What the task asks:
Nothing but the lines from the one containing "Target: gravel beach" through the end of the data below should appear in the answer, each exact and free of pictures.

──────── Data in this exercise ────────

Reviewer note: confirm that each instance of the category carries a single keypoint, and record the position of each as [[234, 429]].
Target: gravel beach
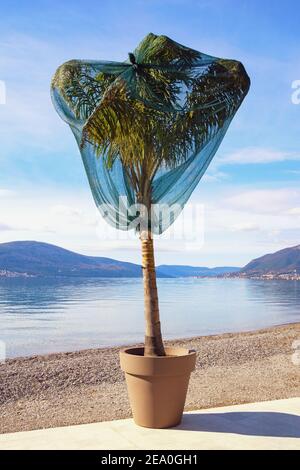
[[88, 386]]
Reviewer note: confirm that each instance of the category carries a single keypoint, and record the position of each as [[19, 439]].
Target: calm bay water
[[43, 316]]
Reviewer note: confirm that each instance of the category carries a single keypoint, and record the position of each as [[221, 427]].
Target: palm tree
[[155, 114]]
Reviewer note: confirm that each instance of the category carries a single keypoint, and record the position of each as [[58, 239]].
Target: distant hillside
[[43, 259], [283, 261], [188, 271], [30, 258]]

────────

Completed exercise:
Target: gravel beach
[[88, 386]]
Reviewer note: confirm that each instance of the category carries a single keypoint, and record the position of each as [[19, 439]].
Target: calm bay water
[[43, 316]]
Reviewer note: confirm that each instance of the category carries a single keypoint, and record the position of each as [[221, 427]].
Target: palm tree
[[155, 114]]
Reviewer note: confirm that each instance of the category carries a single keypoint, and record the position of each as [[58, 239]].
Target: distant hillside
[[43, 259], [283, 261], [188, 271], [30, 258]]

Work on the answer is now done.